** What is needed **
Filter the records for "lace" and keep each line that has it.
§ §
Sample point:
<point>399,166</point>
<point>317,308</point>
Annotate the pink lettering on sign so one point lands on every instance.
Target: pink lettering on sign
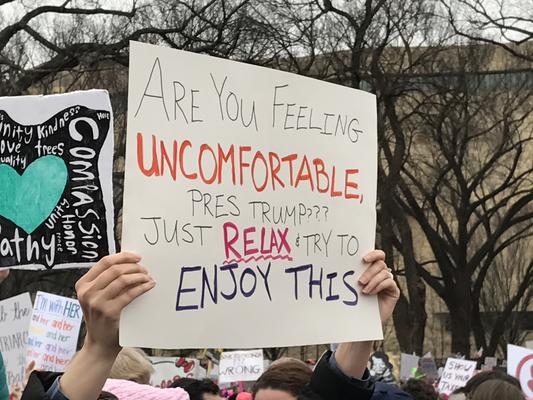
<point>254,244</point>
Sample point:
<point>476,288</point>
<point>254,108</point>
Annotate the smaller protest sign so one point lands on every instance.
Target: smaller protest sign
<point>15,314</point>
<point>408,363</point>
<point>241,366</point>
<point>53,333</point>
<point>520,365</point>
<point>428,367</point>
<point>169,369</point>
<point>455,375</point>
<point>489,364</point>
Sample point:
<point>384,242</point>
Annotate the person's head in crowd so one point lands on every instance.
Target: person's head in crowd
<point>484,376</point>
<point>283,380</point>
<point>381,368</point>
<point>107,396</point>
<point>129,390</point>
<point>133,365</point>
<point>203,389</point>
<point>497,389</point>
<point>420,390</point>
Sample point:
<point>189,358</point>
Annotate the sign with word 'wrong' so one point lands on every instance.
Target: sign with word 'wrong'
<point>53,333</point>
<point>455,375</point>
<point>248,192</point>
<point>15,314</point>
<point>520,365</point>
<point>238,366</point>
<point>56,201</point>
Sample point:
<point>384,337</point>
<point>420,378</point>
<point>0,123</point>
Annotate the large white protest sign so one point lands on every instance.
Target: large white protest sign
<point>15,314</point>
<point>169,369</point>
<point>248,192</point>
<point>56,201</point>
<point>456,374</point>
<point>238,366</point>
<point>53,333</point>
<point>520,365</point>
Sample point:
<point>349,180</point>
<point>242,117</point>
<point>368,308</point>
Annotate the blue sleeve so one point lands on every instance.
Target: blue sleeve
<point>335,367</point>
<point>55,393</point>
<point>4,390</point>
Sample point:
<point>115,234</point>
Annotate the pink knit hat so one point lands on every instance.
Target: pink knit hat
<point>127,390</point>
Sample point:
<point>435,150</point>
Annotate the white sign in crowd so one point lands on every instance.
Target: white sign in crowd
<point>242,185</point>
<point>15,315</point>
<point>455,375</point>
<point>238,366</point>
<point>53,332</point>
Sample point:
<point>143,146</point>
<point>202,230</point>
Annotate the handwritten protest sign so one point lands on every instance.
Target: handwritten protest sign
<point>248,192</point>
<point>169,369</point>
<point>53,333</point>
<point>520,365</point>
<point>408,363</point>
<point>15,314</point>
<point>238,366</point>
<point>56,208</point>
<point>455,375</point>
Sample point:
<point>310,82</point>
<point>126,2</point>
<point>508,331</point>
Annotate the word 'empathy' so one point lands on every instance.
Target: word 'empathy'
<point>241,165</point>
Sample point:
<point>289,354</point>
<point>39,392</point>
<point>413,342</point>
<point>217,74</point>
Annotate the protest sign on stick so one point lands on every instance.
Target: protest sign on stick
<point>238,366</point>
<point>408,363</point>
<point>455,375</point>
<point>169,369</point>
<point>53,333</point>
<point>56,202</point>
<point>15,315</point>
<point>248,192</point>
<point>520,365</point>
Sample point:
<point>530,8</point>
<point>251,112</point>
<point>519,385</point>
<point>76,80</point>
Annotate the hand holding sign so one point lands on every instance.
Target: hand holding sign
<point>378,279</point>
<point>103,292</point>
<point>110,285</point>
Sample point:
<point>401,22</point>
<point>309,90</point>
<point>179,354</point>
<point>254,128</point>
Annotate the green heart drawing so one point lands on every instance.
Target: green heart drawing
<point>28,199</point>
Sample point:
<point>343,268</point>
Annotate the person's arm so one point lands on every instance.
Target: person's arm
<point>103,292</point>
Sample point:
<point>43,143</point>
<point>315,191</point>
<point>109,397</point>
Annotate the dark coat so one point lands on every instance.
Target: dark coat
<point>327,384</point>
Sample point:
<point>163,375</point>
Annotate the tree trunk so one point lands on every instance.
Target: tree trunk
<point>460,327</point>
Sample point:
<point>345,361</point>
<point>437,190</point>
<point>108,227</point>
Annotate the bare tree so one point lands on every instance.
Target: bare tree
<point>469,185</point>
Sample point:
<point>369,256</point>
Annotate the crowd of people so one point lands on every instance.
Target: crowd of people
<point>102,370</point>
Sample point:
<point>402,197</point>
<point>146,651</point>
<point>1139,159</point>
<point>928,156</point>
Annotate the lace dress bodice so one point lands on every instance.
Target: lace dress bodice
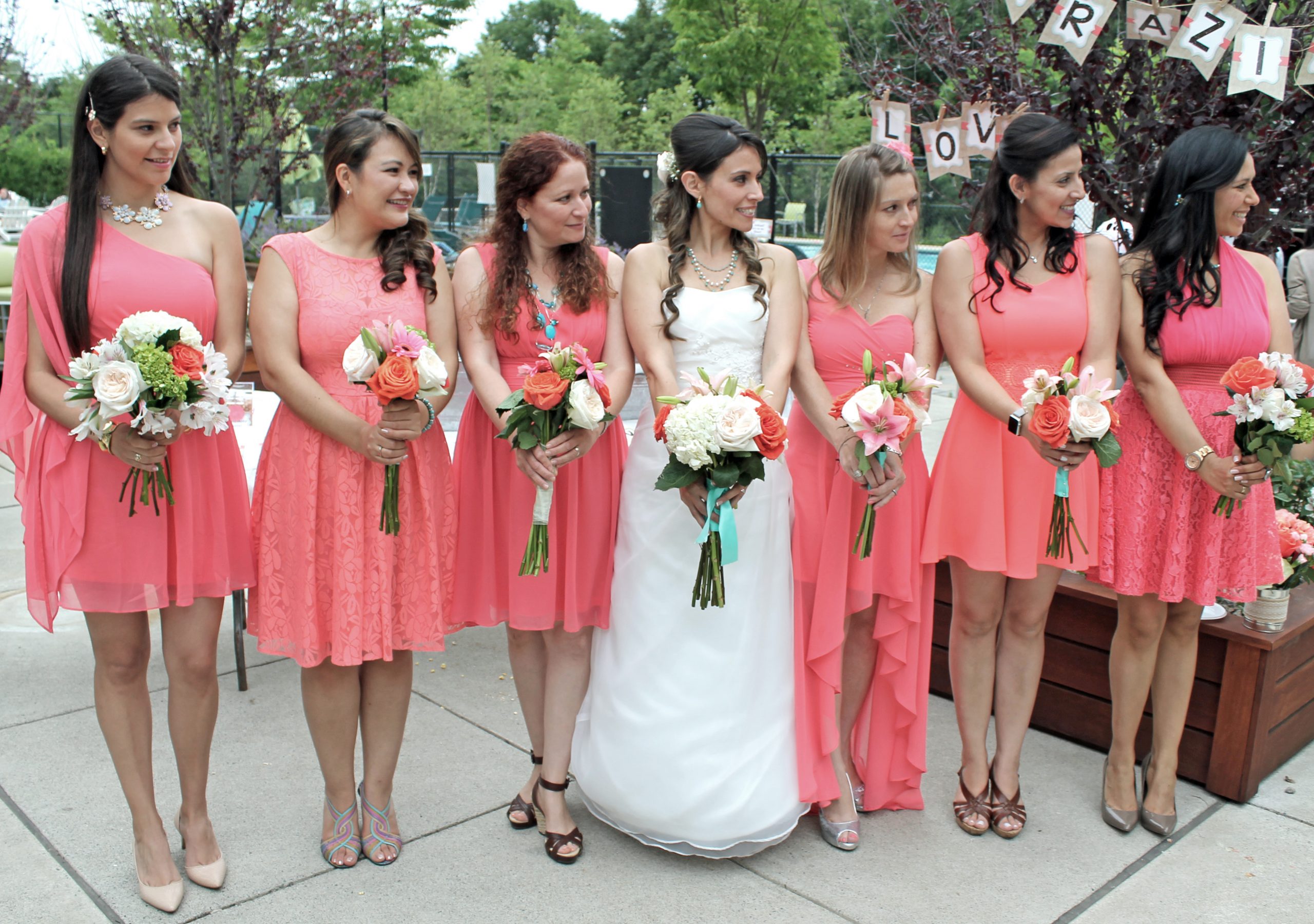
§ §
** Response to this exercise **
Annotate the lace dress bodice so one point lands on every instance.
Target: lace dress bodice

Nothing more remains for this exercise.